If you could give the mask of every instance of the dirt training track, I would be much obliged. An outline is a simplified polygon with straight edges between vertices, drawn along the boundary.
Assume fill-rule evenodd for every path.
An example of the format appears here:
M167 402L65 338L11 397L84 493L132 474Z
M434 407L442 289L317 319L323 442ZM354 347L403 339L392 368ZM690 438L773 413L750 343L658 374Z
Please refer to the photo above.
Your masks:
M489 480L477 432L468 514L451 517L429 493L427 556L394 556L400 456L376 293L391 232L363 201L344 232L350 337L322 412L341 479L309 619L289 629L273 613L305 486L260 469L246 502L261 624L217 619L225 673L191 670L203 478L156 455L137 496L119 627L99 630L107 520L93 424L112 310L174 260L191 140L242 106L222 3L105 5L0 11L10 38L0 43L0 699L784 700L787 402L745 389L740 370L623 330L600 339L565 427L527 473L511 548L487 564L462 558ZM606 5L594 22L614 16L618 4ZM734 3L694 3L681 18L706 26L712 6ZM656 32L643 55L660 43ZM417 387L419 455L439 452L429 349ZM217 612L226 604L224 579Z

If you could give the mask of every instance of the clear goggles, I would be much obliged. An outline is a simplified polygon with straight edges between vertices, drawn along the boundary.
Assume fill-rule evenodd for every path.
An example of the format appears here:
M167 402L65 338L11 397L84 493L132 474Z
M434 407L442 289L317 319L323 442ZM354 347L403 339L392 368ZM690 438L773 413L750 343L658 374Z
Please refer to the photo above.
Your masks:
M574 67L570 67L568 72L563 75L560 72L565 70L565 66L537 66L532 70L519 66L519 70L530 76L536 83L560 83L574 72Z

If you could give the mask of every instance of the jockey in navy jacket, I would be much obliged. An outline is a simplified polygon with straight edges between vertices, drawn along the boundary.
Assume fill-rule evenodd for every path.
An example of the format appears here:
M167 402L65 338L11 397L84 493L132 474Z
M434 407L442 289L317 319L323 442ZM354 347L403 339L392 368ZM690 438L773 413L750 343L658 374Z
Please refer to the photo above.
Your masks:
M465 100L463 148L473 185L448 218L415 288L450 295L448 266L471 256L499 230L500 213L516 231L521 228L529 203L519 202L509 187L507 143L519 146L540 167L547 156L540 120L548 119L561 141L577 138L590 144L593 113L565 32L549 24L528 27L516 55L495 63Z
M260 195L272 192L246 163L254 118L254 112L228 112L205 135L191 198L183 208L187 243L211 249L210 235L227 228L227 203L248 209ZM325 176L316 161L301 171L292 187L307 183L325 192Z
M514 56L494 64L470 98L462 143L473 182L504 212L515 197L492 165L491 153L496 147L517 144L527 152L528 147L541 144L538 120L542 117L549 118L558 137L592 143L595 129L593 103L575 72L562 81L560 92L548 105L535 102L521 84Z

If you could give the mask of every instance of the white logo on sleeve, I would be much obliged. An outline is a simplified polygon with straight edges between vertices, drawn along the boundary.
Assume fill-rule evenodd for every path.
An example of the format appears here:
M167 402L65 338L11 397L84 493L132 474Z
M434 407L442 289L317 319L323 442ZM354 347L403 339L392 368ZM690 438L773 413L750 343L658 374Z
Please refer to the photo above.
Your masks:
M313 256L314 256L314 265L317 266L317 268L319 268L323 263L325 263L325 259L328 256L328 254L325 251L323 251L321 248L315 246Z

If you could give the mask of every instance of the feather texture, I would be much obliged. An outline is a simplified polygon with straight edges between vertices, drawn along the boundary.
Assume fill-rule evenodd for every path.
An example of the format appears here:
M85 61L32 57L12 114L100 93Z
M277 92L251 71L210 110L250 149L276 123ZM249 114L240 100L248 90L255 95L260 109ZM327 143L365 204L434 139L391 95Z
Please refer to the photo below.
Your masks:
◆ ◆ ◆ ◆ ◆ ◆ ◆
§ **REQUIREMENTS**:
Convert the material above into a JSON list of strings, with each line as one string and blank lines omitted.

§ **RESPONSE TO THIS TASK**:
[
  "If you could give the mask of every instance of the dirt training track, I would be much obliged. An outline is a simplified polygon with straight edges between vertices, drawn along the boundary.",
  "Assume fill-rule evenodd for every path.",
  "An example of the format appears here:",
  "M167 402L65 338L11 397L84 493L132 474Z",
  "M434 407L442 289L317 319L323 442ZM354 347L403 339L392 368ZM690 438L773 413L750 343L658 374Z",
  "Please refer to the photo above.",
  "Your masks:",
  "M489 480L477 432L468 514L451 517L429 493L427 556L394 556L400 456L376 293L391 232L363 201L344 232L350 337L322 412L341 479L309 619L289 629L273 613L305 486L260 469L246 502L261 624L217 619L225 673L191 670L203 478L156 455L137 496L119 627L99 630L107 520L93 424L112 310L174 260L191 140L242 106L222 3L105 5L0 11L10 38L0 43L0 699L784 700L787 402L745 389L740 370L623 330L600 339L565 427L527 473L511 548L487 564L462 558ZM606 5L594 22L614 16L618 4ZM734 3L694 3L681 18L706 26L712 6ZM656 32L643 55L660 43ZM417 387L419 455L439 452L429 349ZM217 612L226 604L224 579Z",
  "If you could give the mask of every instance of the clear goggles, I would be much obliged. An outline is a simplified polygon with straight edges between vertices, drawn along the boundary.",
  "Assume fill-rule evenodd for every path.",
  "An example of the format appears here:",
  "M167 402L65 338L11 397L84 493L132 474Z",
  "M434 407L442 289L317 319L323 442ZM354 347L403 339L392 368ZM690 438L773 413L750 343L658 374Z",
  "Please refer to the photo above.",
  "Your masks:",
  "M574 67L570 67L568 72L563 75L560 72L565 70L565 66L537 66L532 70L519 66L519 70L530 76L536 83L560 83L574 72Z",
  "If you could give the mask of every instance of the jockey in navy jacket, I would be much obliged. An outline is a simplified polygon with straight edges between vertices, drawn along the boundary.",
  "Assume fill-rule evenodd for every path.",
  "An example of the format appears here:",
  "M167 402L65 338L11 397L84 493L132 474Z",
  "M434 407L442 289L317 319L323 442ZM354 347L403 339L392 368ZM690 438L773 413L750 343L658 374Z",
  "Please refer to the photo above.",
  "Your masks:",
  "M465 100L463 148L473 185L448 218L415 288L450 295L448 266L471 256L499 230L500 213L516 231L521 228L529 203L519 202L509 187L507 143L519 146L540 167L547 156L540 120L548 119L561 141L577 138L590 144L593 113L565 32L549 24L528 27L516 55L495 63Z",
  "M260 195L272 192L246 163L254 118L254 112L228 112L205 135L191 198L183 208L187 243L211 249L210 235L227 228L227 203L248 209ZM325 176L316 161L301 171L292 187L307 183L325 192Z",
  "M514 56L494 64L470 98L462 143L473 182L504 212L515 197L492 165L491 153L496 147L517 144L527 152L528 147L541 144L538 120L542 117L549 118L558 137L592 143L595 129L593 103L575 72L562 81L560 92L548 105L535 102L521 84Z",
  "If you could give the mask of every instance of the white logo on sleeve, I would be much obliged. An outline is a simplified polygon with straight edges between vertices, drawn along the boundary.",
  "Assume fill-rule evenodd for every path.",
  "An example of the format appears here:",
  "M167 402L65 338L11 397L84 493L132 474Z",
  "M434 407L442 289L317 319L323 442ZM354 347L403 339L392 368ZM690 438L773 413L750 343L658 374Z",
  "Please refer to the photo above.",
  "Your masks:",
  "M313 256L314 256L314 265L317 266L317 268L319 268L323 263L325 263L325 259L328 256L328 254L325 251L323 251L321 248L315 246Z",
  "If you could give the mask of every instance of the feather texture, I would be much obliged. An outline is a simplified polygon with straight edges between vertices, drawn along the boundary.",
  "Assume fill-rule evenodd for every path.",
  "An example of the format appears here:",
  "M85 61L32 57L12 114L100 93Z",
  "M277 92L251 71L210 110L250 149L276 123ZM249 114L240 100L248 90L255 95L260 109ZM327 143L365 204L434 139L391 95Z",
  "Please refer to the photo below.",
  "Your masks:"
]